Work item :: Please reproduce the listing word for word. Pictures stay out.

*****

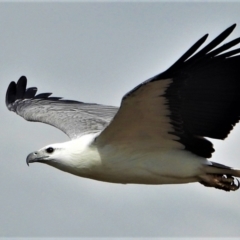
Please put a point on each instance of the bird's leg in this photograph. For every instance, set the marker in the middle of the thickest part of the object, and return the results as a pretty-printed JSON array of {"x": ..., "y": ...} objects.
[{"x": 219, "y": 181}]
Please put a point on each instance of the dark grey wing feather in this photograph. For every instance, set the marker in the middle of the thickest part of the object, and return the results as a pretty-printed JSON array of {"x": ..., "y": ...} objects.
[
  {"x": 72, "y": 117},
  {"x": 197, "y": 97}
]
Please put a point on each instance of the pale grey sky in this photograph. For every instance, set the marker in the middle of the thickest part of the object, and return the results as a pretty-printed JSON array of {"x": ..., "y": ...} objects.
[{"x": 96, "y": 52}]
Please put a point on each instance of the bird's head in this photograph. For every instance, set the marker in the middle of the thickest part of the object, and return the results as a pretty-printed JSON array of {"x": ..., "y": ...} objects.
[
  {"x": 53, "y": 154},
  {"x": 74, "y": 156}
]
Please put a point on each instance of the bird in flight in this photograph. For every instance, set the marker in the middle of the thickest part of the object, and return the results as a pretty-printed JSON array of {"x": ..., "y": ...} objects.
[{"x": 157, "y": 135}]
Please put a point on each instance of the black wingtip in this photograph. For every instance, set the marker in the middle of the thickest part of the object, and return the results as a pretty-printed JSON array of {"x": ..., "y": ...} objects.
[
  {"x": 11, "y": 94},
  {"x": 16, "y": 91},
  {"x": 21, "y": 87}
]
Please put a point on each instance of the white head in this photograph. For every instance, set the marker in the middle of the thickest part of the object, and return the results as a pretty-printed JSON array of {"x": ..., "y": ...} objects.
[{"x": 73, "y": 156}]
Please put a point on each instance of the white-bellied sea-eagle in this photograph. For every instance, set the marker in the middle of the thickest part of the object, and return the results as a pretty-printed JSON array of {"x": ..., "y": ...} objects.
[{"x": 157, "y": 136}]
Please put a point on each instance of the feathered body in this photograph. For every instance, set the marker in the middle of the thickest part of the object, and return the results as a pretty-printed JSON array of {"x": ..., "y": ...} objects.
[{"x": 157, "y": 136}]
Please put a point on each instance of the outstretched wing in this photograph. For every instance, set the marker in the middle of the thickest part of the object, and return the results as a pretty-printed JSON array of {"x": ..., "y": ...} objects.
[
  {"x": 197, "y": 97},
  {"x": 72, "y": 117}
]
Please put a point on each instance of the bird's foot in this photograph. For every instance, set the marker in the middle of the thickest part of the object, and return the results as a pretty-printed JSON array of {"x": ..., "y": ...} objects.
[{"x": 223, "y": 182}]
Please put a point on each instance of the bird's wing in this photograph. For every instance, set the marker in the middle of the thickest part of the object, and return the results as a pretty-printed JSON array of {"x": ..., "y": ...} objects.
[
  {"x": 72, "y": 117},
  {"x": 197, "y": 97}
]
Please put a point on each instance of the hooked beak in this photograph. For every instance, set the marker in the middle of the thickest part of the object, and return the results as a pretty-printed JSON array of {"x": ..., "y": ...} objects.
[{"x": 34, "y": 157}]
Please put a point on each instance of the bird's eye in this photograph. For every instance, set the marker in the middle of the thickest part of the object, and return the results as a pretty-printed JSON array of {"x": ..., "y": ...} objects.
[{"x": 49, "y": 150}]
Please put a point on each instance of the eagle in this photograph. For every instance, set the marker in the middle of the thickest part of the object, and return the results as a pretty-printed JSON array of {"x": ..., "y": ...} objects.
[{"x": 159, "y": 133}]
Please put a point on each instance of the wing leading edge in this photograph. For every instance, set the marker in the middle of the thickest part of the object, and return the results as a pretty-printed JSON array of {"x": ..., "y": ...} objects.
[{"x": 72, "y": 117}]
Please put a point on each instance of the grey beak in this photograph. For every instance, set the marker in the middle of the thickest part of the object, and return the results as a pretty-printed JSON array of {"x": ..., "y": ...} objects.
[
  {"x": 35, "y": 157},
  {"x": 31, "y": 158}
]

*****

Problem solution ::
Please put a point on each instance of the bird's leg in this photograph. For every instance, set the marker in the middle of the thickest part of the object, and return the results as a pretty-printed JSON array of {"x": ..., "y": ...} objects.
[{"x": 219, "y": 181}]
Please put a point on each instance of the dark grey wing feather in this photograph. For every instance, set the marker in the middle of the thickest part of the object, and return the results as a pretty-printed JSON array of {"x": ..., "y": ...} objects.
[
  {"x": 72, "y": 117},
  {"x": 197, "y": 97}
]
Please put a point on each instance of the pale grey sky in this photograph. For every instance, set the marker in the middle of the thickest part of the object, and return the results as a pretty-printed JSON array of {"x": ..., "y": ...} objects.
[{"x": 96, "y": 52}]
Please put a point on each instance of the bird's head in this photograph. For every instance, set the marker in the middle of the thickest part of the object, and return the results as a pretty-printed JSON array of {"x": ..., "y": ...} objects.
[
  {"x": 53, "y": 154},
  {"x": 74, "y": 156}
]
Please put a point on each instance of the bird in flight in this photograph. For every instance, set the marker in the middle of the thickest part of the object, and return the results as a pretty-printed JSON array of {"x": ..., "y": ...} objects.
[{"x": 157, "y": 135}]
Please put a point on each instance of the black wingtip in this photograph. For every instance, set the marker in the middle of the thickest part of the object, and return the results as a pretty-printed JSON array of {"x": ..., "y": ...} objects.
[
  {"x": 11, "y": 94},
  {"x": 16, "y": 91},
  {"x": 21, "y": 87}
]
Please put a point on each instance of the white head in this photograph. For every instance, set the marker in the middle of the thickest part of the object, and return the results as a pretty-printed JSON array of {"x": ..., "y": ...} objects.
[{"x": 73, "y": 156}]
Please put a point on each instance of the white-bellied sea-eagle in this photograph. For every instance, set the marker in the middle of the thickest part of the object, and return the results as a pretty-printed JSON array of {"x": ..., "y": ...} objects.
[{"x": 157, "y": 136}]
Please put a point on each instance of the feathered body in this photograph. For every instance, set the marker in the middle of the thickest part of the object, and return the results as a pretty-printed JSON array of {"x": ..., "y": ...} objects.
[{"x": 157, "y": 136}]
Please put a point on each instance of the outstretched wing in this photograph. For every instance, set the marker in the middle of the thickest part of the object, and return the results as a pretty-printed JSON array of {"x": ..., "y": ...} objects.
[
  {"x": 197, "y": 97},
  {"x": 72, "y": 117}
]
Please put a point on each instance of the bird's foot in this photograph. For every instance, set the marker in the middle of the thickest part of the object, and return the results as a pretty-printed JSON array of {"x": ..., "y": ...} objects.
[{"x": 223, "y": 182}]
Please put a point on each instance of the bird's wing in this photograph. For every instance, set the marker in the middle of the thickest part of the object, and return the results as a pretty-printed JSON array of {"x": ..., "y": ...} objects.
[
  {"x": 72, "y": 117},
  {"x": 197, "y": 97}
]
Please put a point on each instance of the hooked beak in this photograph. For every instance, set the marker in the middle of the thickest part of the object, and return the results as a pretty-printed JSON array of {"x": ..., "y": ...} objects.
[{"x": 34, "y": 157}]
Please put a point on each instance of the bird's eye in this photograph. For every instance, set the marker in the middle of the thickest part of the object, and return the results as a pretty-printed JSON array of {"x": ..., "y": ...} objects.
[{"x": 49, "y": 150}]
Please put a point on each instance of the eagle in this photograph. For every instance, set the marker in the middle of the thickest part of the object, and return the results as a pretty-printed JSON array of {"x": ..., "y": ...} objects.
[{"x": 159, "y": 133}]
Please put a point on each instance of the wing leading edge in this photograph. For every instance, set the marker in the middle of the thickest part of the object, and return the results as a pretty-printed JSON array of {"x": ..., "y": ...} objects.
[{"x": 72, "y": 117}]
Please put a point on each instance of the grey beak in this photograph. For every instance, set the marker in the middle of the thickest part of the object, and return the results as a pretty-printed JSON array of {"x": ..., "y": ...} objects.
[
  {"x": 35, "y": 157},
  {"x": 31, "y": 158}
]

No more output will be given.